- Tasks to carry out:
• A. In the text on math problem-solving, which math tools are named for acting out a problem?
• B. Write the next part of the text on math problem-solving instruction, beginning after its final sentence.

** START Text provided **

When we can remind students that they already have many comprehension skills and strategies they can easily use in math problem-solving, it can ease the anxiety surrounding the math problem. For example, providing them with strategies to practice, such as visualizing, acting out the problem with math tools like counters or base 10 blocks, drawing a quick sketch of the problem, retelling the story in their own words, etc., can really help them to utilize the skills they already have to make the task less daunting.

We can break these skills into specific short lessons so students have a bank of strategies to try on their own. Here's an example of an anchor chart that they can use for visualizing . Breaking up comprehension into specific skills can increase student independence and help teachers to be much more targeted in their problem-solving instruction. This allows students to build confidence and break down the barriers between reading and math to see they already have so many strengths that are transferable to all problems.

2. Avoid boxing students into choosing a specific operation

It can be so tempting to tell students to look for certain words that might mean a certain operation. This might even be thoroughly successful in kindergarten and first grade, but just like when our map tells us where to go, that limits students from becoming deep thinkers. It also expires once they get into the upper grades, where those words could be in a problem multiple times, creating more confusion when students are trying to follow a rule that may not exist in every problem.

** END Text provided **
** START Listing **

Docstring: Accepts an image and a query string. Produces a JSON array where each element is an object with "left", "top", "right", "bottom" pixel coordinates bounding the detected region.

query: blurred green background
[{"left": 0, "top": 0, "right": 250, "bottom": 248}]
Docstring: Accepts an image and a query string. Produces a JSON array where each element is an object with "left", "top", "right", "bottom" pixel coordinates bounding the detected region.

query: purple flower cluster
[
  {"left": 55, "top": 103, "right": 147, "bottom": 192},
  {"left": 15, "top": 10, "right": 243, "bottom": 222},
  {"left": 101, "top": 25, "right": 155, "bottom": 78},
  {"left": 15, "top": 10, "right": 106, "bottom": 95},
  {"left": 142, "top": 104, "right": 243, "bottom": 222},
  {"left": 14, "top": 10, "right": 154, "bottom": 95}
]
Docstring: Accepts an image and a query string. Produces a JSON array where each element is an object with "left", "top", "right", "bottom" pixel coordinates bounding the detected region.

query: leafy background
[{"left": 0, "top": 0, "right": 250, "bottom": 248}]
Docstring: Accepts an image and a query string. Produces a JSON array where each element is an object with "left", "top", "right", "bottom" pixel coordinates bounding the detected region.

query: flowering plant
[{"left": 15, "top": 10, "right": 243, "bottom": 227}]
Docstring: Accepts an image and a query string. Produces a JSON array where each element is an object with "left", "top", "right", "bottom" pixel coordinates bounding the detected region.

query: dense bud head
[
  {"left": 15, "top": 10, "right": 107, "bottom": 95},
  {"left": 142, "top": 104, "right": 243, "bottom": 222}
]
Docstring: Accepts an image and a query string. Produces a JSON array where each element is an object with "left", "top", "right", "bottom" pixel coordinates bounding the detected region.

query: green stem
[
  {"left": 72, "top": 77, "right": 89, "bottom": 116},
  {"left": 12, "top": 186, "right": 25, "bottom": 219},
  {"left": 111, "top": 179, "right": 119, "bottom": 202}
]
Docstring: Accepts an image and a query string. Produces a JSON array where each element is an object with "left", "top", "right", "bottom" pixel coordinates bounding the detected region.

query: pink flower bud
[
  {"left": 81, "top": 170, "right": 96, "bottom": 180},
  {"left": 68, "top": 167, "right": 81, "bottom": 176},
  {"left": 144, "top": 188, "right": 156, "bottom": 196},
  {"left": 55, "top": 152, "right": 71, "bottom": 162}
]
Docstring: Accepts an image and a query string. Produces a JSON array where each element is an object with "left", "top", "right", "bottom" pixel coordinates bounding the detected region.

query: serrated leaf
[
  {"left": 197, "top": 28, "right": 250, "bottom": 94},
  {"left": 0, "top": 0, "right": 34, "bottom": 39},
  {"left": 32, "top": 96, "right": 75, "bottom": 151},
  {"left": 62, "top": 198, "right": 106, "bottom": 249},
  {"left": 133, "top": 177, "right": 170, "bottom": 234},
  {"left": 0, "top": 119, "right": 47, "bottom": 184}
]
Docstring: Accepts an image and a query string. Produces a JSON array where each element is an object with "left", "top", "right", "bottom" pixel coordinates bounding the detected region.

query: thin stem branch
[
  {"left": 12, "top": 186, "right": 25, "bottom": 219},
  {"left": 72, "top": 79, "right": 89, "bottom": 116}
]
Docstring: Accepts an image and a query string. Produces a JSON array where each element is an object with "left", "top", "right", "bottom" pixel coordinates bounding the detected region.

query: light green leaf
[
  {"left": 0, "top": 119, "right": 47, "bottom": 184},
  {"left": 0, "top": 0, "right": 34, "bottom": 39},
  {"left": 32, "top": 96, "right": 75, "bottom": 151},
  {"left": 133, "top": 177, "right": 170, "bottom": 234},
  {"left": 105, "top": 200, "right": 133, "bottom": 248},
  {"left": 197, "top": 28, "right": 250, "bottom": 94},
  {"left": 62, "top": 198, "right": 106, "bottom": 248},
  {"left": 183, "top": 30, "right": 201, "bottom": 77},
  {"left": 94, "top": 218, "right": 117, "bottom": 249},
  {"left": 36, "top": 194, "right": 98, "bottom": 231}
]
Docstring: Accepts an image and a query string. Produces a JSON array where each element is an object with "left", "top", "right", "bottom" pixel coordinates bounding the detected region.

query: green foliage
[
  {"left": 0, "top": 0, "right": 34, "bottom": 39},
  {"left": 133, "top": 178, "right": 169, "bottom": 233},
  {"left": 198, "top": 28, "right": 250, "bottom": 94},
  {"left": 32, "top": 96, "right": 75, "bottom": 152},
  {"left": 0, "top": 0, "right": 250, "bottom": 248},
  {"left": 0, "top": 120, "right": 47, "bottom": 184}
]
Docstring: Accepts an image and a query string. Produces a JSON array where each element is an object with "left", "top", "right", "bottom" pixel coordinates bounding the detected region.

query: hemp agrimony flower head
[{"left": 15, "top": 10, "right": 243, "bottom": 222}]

** END Listing **

- Responses:
• A. Counters or base 10 blocks.

• B.
We can encourage a variety of ways to solve problems instead of choosing the operation first. In first grade, a problem might say, “Joceline has 13 stuffed animals and Jordan has 17. How many more does Jordan have?” Some students might choose to subtract, but a lot of students might just count to find the amount in between. If we tell them that “how many more” means to subtract, we’re taking the thinking out of the problem altogether, allowing them to go on autopilot without truly solving the problem or using their comprehension skills to visualize it. 

3. Revisit ‘representation’

The word “representation” can be misleading. It seems like something to do after the process of solving. When students think they have to go straight to solving, they may not realize that they need a step in between to be able to support their understanding of what’s actually happening in the problem first.

Using an anchor chart like one of these ( lower grade , upper grade ) can help students to choose a representation that most closely matches what they’re visualizing in their mind. Once they sketch it out, it can give them a clearer picture of different ways they could solve the problem.

Think about this problem: “Varush went on a trip with his family to his grandmother’s house. It was 710 miles away. On the way there, three people took turns driving. His mom drove 214 miles. His dad drove 358 miles. His older sister drove the rest. How many miles did his sister drive?”

If we were to show this student the anchor chart, they would probably choose a number line or a strip diagram to help them understand what’s happening.

If we tell students they must always draw base 10 blocks in a place value chart, that doesn’t necessarily match the concept of this problem. When we ask students to match our way of thinking, we rob them of critical thinking practice and sometimes confuse them in the process. 

4. Give time to process

Sometimes as educators, we can feel rushed to get to everyone and everything that’s required. When solving a complex problem, students need time to just sit with a problem and wrestle with it, maybe even leaving it and coming back to it after a period of time.

This might mean we need to give them fewer problems but go deeper with those problems we give them. We can also speed up processing time when we allow for collaboration and talk time with peers on problem-solving tasks.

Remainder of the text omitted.